Document extract ->
---

Just shut up and look pretty.

It was meant as advice, and her well-meaning father gave it to my best friend.  She had just turned twenty-seven and she was living in downtown New York City and she had been dating like it was her job, which meant she more often than not felt overworked, underwhelmed, and sadly certain that the world was chock full of morons.  Her list of potential mates read like the following:  stockbrokers (unreachable before 4pm and way too materialistic), NBA players (unreachable because their wives checked their cell phone records and way too materialistic), and unemployed drifters (frustrated because they had no discernable musical talent and yet – shockingly – way too materialistic).

She had tried online dating.  One guy’s profile stood out.  He struck her as funny in a sarcastic way, and tall – the Holy Grail – but he didn’t respond to her witty first email.  She was perplexed, wrote to him again:  What’s wrong with you?  I am clearly adorable.  No response.  One guy sought her out and told her that she was truly beautiful and she had the most luminous skin he had ever wanted to caress, but one quick thing before the caressing could commence.  Did she wear at least a 34 D bra -- he could only physically respond to a really large-breasted woman.  She wrote back asking him his dick size.  

No response.

So there she was, at her family’s dining room table in New Jersey on a Sunday morning.  She’d taken a subway to a bus, a bus to a mall parking lot, and had gotten into her mother’s waiting car, all while hung over and wondering why the guy she had gone out with two nights prior and had a great date with – started with sushi, progressed to lots of wine, ended with some good under-the-jeans groping – hadn’t called or texted.  She sat with her family, loudly yawned while buttering a bagel, and responded to their questions, telling them everything but the information that might have led them to believe they had raised a whore.  She relayed the non-stop conversations she and Bryce had while wielding chopsticks:  how she had enthusiastically shared with him all the reasons Hunter S. Thompson should be considered a deity; of the amazing bond she had with her brothers.  And she said she had no idea why, after that karmic connection they had forged, whyhad he not been in touch?

---

[Excerpts of location labeling data]

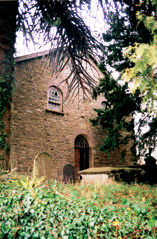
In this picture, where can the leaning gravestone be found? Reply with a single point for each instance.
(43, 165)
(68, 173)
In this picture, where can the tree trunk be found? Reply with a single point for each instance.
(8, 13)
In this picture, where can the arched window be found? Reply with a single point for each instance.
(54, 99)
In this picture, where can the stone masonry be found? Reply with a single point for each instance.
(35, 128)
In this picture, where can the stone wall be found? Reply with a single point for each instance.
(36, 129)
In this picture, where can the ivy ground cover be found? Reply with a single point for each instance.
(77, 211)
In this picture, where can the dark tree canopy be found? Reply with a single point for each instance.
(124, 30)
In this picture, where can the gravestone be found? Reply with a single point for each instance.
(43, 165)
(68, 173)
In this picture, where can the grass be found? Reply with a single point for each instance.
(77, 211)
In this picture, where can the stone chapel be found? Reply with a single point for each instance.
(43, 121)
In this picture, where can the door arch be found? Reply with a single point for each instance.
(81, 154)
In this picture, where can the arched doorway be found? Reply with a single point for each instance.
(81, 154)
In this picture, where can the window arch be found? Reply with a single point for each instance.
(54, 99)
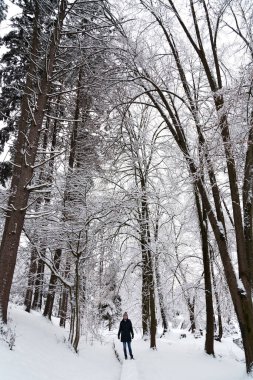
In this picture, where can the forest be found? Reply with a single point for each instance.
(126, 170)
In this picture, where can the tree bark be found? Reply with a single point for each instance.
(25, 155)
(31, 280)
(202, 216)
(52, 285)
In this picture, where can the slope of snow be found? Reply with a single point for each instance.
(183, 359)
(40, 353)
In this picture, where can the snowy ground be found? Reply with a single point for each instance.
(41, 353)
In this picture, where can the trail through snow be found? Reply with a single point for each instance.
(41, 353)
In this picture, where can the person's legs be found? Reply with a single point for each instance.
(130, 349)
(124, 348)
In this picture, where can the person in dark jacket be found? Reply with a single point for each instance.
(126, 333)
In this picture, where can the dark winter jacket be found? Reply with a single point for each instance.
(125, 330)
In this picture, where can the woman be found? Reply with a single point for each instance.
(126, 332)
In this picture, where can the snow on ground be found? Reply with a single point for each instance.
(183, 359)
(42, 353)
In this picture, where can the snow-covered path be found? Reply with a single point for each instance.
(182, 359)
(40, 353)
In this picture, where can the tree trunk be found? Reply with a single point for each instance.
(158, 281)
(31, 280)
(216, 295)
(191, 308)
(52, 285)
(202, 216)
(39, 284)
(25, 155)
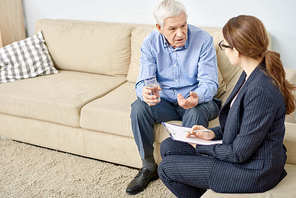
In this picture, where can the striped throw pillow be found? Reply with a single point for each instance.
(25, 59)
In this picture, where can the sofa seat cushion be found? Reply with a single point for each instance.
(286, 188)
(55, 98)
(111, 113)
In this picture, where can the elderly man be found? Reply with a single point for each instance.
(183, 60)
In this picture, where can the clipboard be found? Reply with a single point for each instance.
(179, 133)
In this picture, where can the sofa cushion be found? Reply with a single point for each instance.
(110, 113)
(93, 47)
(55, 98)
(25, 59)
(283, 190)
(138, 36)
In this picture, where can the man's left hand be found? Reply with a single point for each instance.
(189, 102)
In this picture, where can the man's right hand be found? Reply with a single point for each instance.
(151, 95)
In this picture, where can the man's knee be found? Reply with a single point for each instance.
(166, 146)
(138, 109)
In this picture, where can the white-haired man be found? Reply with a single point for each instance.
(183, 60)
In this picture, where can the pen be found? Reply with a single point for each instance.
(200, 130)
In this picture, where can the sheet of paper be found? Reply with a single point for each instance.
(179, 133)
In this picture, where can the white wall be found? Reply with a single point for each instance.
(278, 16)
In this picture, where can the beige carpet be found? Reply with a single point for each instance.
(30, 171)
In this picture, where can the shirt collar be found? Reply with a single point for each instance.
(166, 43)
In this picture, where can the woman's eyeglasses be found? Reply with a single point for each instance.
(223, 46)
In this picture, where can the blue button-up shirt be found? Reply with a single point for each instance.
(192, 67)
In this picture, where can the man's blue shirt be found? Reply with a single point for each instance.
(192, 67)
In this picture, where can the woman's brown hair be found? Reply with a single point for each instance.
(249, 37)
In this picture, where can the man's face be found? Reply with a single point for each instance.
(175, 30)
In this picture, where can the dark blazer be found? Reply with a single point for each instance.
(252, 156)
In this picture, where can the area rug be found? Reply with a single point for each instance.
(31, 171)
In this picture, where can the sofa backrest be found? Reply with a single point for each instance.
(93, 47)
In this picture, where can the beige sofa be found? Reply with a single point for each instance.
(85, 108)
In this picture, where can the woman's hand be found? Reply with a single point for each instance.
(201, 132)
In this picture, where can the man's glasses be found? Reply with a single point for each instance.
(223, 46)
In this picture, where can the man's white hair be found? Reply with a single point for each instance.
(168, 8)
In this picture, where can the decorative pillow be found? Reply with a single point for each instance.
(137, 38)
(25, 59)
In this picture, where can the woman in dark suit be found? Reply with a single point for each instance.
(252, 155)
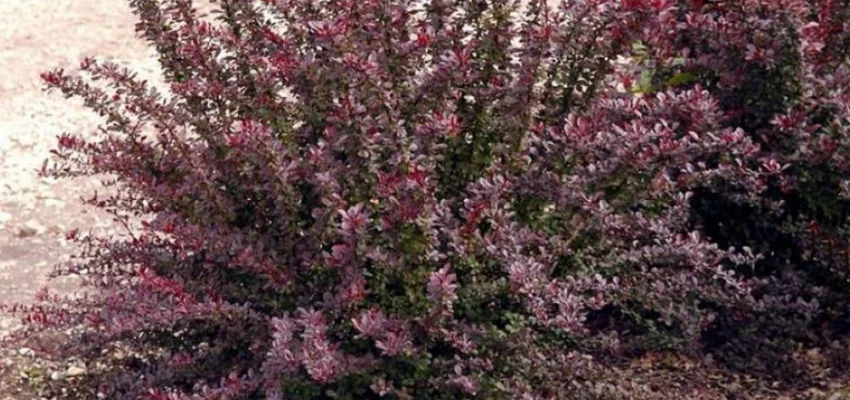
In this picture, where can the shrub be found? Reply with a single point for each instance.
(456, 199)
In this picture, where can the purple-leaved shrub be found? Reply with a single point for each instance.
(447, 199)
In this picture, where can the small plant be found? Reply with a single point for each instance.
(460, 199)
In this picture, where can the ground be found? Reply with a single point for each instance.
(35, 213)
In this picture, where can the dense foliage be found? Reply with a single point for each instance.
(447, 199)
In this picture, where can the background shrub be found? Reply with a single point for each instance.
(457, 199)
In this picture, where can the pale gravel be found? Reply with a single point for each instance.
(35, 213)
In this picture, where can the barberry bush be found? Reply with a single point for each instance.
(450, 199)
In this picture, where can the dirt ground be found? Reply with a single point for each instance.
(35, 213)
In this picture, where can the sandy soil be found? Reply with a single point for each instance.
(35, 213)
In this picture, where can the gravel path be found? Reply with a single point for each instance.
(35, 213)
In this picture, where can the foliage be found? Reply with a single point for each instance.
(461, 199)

---

Task A -> In the dating essay, why were the NBA players on the friend's list of potential mates unreachable?
Task B -> Could you write the next part of the dating essay, picking up right after its final sentence?

Final result A -> They were unreachable because their wives checked their cell phone records.

Final result B ->
And that’s when her father sighed and told her she had done it wrong.  If she wanted to snag a man, she needed to simply sit there, shut up, and look pretty.

When Becky called to tell me of this fatherly decree, I was horrified – and weirdly intrigued.  I mean, neither of us could ever be accurately described as passive, so why pretend, even on a first date?  It sounded deceitful, and really, could it ever work in the long run?  True character traits have to come out eventually, so it seemed as ridiculous for us to try to pull off an enthralled and fictitious silence as it was for my friend Tracy to consistently to pull off lying about her age.  (Seriously – it had gotten to the point that, when I went out with Tracy, I’d have to ask her how old the guys we were meeting thought she was and if that meant I had to modify my own age so that it made sense that I was even hanging out with her, and the whole thing involved math, and I could never fully pull it off.)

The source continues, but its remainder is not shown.